▶ [EXERCISE DIRECTIONS]
Collect every line below that contains the word "small" and copy each one out.

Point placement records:
=-=-=-=-=
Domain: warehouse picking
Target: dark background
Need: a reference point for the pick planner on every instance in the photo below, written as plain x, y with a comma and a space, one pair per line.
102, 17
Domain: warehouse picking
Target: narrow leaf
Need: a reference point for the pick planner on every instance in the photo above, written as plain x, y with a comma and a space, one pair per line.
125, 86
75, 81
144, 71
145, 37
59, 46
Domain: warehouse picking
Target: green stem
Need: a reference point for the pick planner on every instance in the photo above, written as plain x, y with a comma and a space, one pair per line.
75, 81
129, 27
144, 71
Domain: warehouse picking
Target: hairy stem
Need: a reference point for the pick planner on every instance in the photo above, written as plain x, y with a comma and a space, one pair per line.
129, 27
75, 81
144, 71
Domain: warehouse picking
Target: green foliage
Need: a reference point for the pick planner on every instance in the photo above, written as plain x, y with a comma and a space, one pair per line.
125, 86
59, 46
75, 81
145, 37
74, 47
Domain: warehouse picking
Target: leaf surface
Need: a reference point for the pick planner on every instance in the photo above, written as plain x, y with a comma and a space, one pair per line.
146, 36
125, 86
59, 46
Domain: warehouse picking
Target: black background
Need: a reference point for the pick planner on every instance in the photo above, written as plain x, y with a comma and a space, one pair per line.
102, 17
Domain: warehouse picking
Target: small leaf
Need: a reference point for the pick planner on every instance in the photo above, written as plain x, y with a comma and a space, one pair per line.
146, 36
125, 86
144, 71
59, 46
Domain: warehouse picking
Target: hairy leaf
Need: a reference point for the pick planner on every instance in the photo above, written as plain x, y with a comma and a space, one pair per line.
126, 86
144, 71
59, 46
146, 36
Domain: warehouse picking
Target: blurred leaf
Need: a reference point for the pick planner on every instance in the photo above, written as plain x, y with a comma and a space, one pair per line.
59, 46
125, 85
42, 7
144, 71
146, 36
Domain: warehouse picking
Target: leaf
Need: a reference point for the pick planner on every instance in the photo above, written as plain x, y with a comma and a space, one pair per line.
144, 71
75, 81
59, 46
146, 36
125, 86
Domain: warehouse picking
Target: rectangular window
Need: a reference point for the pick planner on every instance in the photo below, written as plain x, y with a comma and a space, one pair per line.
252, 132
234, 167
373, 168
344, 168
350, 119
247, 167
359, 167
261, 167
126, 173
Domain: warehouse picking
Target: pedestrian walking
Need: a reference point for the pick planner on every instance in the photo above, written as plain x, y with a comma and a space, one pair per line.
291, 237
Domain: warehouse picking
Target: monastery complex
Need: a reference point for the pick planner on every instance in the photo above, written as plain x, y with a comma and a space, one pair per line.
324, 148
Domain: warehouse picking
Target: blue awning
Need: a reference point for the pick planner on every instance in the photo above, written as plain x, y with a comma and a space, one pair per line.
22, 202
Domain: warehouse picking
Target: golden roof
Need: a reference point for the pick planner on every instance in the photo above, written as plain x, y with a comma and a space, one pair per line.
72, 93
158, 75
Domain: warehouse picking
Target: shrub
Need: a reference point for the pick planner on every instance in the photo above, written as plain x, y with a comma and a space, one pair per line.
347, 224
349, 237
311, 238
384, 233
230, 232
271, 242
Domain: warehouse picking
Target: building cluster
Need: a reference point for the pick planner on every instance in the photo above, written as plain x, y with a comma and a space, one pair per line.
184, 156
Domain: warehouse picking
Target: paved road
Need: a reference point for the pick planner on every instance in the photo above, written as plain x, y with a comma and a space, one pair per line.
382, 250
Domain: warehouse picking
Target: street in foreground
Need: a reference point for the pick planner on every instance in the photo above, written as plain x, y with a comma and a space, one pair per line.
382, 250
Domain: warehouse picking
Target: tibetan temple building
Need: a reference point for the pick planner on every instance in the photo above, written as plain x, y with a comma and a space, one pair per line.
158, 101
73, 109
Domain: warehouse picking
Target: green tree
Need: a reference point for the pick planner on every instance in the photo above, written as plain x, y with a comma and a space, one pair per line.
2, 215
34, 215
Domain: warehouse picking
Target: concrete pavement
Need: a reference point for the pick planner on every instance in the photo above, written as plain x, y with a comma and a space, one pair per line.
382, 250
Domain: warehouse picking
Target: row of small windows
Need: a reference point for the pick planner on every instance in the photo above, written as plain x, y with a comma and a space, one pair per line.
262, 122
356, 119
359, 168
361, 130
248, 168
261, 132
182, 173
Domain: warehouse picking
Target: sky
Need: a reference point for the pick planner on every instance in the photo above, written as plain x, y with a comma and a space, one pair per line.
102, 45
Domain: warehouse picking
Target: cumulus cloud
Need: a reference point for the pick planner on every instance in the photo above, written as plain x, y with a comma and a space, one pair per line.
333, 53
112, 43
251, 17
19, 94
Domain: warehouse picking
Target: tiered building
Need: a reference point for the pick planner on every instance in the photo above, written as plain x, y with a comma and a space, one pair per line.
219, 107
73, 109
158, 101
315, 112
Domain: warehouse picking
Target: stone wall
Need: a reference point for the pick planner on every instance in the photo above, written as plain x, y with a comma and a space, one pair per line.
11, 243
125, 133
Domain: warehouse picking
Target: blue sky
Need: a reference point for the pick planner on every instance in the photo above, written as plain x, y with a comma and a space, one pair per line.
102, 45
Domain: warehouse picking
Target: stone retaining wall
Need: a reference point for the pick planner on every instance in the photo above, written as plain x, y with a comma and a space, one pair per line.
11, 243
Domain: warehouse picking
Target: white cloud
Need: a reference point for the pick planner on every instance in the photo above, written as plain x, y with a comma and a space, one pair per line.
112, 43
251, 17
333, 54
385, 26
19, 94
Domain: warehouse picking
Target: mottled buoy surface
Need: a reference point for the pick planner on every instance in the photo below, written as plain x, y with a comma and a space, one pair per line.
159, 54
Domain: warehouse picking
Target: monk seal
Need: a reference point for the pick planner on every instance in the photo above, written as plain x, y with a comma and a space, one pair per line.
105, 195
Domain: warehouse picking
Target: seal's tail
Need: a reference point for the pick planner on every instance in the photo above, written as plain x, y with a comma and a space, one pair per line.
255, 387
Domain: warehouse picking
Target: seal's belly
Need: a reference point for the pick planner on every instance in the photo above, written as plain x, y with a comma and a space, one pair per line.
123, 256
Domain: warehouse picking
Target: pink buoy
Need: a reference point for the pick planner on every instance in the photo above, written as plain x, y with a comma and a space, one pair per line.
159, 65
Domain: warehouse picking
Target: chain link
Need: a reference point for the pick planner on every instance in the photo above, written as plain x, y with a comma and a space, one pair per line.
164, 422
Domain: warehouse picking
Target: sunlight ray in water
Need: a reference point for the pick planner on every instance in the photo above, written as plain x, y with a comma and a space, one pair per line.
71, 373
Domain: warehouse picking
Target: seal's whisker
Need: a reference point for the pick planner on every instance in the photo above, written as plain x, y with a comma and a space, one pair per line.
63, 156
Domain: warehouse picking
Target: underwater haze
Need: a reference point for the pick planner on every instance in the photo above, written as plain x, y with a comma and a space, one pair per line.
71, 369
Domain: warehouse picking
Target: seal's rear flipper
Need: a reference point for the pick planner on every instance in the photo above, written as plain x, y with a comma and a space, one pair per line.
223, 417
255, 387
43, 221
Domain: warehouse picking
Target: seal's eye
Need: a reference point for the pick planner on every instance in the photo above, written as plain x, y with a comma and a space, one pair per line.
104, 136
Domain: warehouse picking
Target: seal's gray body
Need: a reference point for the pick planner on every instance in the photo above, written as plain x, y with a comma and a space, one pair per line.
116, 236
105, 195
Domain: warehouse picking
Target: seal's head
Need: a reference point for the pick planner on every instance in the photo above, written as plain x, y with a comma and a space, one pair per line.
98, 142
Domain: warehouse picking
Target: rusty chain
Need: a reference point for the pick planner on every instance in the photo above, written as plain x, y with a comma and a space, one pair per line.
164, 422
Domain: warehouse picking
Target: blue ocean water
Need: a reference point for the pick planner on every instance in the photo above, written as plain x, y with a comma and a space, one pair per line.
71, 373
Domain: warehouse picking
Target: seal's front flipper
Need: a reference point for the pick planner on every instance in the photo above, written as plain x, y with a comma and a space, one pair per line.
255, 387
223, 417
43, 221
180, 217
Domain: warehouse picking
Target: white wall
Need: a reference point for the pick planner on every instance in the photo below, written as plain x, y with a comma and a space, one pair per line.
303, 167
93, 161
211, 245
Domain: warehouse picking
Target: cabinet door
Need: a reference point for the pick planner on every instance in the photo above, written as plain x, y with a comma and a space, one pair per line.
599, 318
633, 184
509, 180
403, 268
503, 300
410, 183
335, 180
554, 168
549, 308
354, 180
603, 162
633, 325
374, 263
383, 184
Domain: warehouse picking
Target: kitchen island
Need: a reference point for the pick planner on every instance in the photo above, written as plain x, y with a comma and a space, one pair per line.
=-=-=-=-=
▶ [SOLVED EXERCISE]
Target: small leaf
Target: row of small windows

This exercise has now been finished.